# [Objectives]
a) Set down the passage of the gravitational fields notes starting at "gravitational potential is" and ending at "be used here?".
b) Resume the gravitational fields notes from the point where they stop.

# [Provided text]
3.7.2 - Gravitational fields

Question 1

How do you calculate the escape velocity of an object

Answer 1

(1/2)(m)(v^2)=(GMm)/r
=2root (2GM/r)

Question 2

What did Newton realise?

Answer 2

That when an apple falls from a tree, it falls because of gravity, and this centripetal force must be the same force that keeps the moon in orbit around the Earth (gravity)

Question 3

What is Newton’s universal law of attraction?

Answer 3

All masses attract all other masses.
F=(Gm1m2)/r^2

Question 4

What does the capital G stand for?

Answer 4

The gravitational constant, 6.67x10^-11 Nm^2kg^-2

Question 5

What was Cavendish’s experiment?

Answer 5

To find the value for ‘G’ 100 years after Newton published his theory

Question 6

Why are gravitational forces so small?

Answer 6

Because the gravitational constant, G, is so tiny

Question 7

How is a gravitational force represented by a diagram? What do they tell us?

Answer 7

Drawing straight field lines directed towards the object’s centre of mass
They tell us that gravitational fields are non-uniform since the closer together the lines, the stronger the field, and the arrows show the direction of the force which would act on a mass in that field.

Question 8

What is the strength of the field?

Answer 8

the force that would act on a unit mass (1kg) at that point OR the acceleration due to gravity

Question 9

What law does g follow outside the Earth?

Answer 9

The inverse square law: 2xEarth’s radius = 1/4 the field strength (it will never reach 0, until at a distance of infinity)

Question 10

Why is gravitational potential/ energy negative?

Answer 10

At infinity, the GP is zero. Since the gravitational pull is negative, work must be done to pull an object away from the centre of an object’s gravitational field. The negative indicates that a mass within the gravitational field would require energy to escape the field and reach infinity.

Question 11

What is the difference between gravitational potential and gravitational potential energy?

Answer 11

gravitational potential is the work done per unit mass at a certain point to move an object from infinity to that point; a property of the field, independent of the moving object’s mass.
GPE is the energy required/ work done to move a specific mass from infinity to a specific point.

Question 12

What is the relationship between V (gravitational potential) and r (distance)?

Answer 12

inversely proportional

Question 13

Why can GPE=mgh not be used here?

[Records from a data source]

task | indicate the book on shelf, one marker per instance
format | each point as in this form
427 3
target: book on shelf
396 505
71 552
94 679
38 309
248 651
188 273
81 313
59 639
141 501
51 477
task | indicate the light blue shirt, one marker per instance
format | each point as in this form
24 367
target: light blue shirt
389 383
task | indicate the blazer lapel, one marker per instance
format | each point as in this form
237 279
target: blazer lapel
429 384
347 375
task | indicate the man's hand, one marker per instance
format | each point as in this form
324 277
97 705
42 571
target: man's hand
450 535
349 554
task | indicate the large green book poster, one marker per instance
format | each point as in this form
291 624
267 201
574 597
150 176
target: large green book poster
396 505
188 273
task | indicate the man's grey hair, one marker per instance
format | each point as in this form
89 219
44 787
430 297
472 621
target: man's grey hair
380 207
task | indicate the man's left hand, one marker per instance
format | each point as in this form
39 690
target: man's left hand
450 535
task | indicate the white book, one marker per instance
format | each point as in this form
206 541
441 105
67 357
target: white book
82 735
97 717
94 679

# [Answer list]
a)
gravitational potential is the work done per unit mass at a certain point to move an object from infinity to that point; a property of the field, independent of the moving object’s mass.
GPE is the energy required/ work done to move a specific mass from infinity to a specific point.

Question 12

What is the relationship between V (gravitational potential) and r (distance)?

Answer 12

inversely proportional

Question 13

Why can GPE=mgh not be used here?

b)
Answer 13

Because g is not constant and an average cannot be used since it does not progress linearly

Question 14

How do you calculate the gain in GPE of an object?

Answer 14

GPE= M x change in V
GPE= m[(-GM/r1) + (-GM/r2)]

Question 15

Why is a satellite in orbit’s total energy negative?

Answer 15

Because otherwise it would have escaped

Question 16

What is the relationship between V and g?

Answer 16

V=-GM/r
g=GM/r^2
so, g=dV/dr (derivation)

Question 17

Why do equipotential get further apart as we move away from the object?

Answer 17

If you do a certain amount of work moving away from the Earth, because the field gets weaker and weaker, you will be able to travel further for the same amount of work.

Question 18

What is the area under a graph of r against g?

Answer 18

The change in V (gravitational potential)

Question 19

What is the gradient of graph of V against r?

Answer 19

the gravitational field strength

Question 20

What happens to a satellite if it is launched with a high enough speed?

Answer 20

It would begin orbiting the object, following the curvature. This means that it is just continually falling

Question 21

What is a close orbit?

Answer 21

Close to the Earth’s surface, just above the atmosphere (about 100km), often above the poles

Question 22

What is a geostationary orbit? What are these used for?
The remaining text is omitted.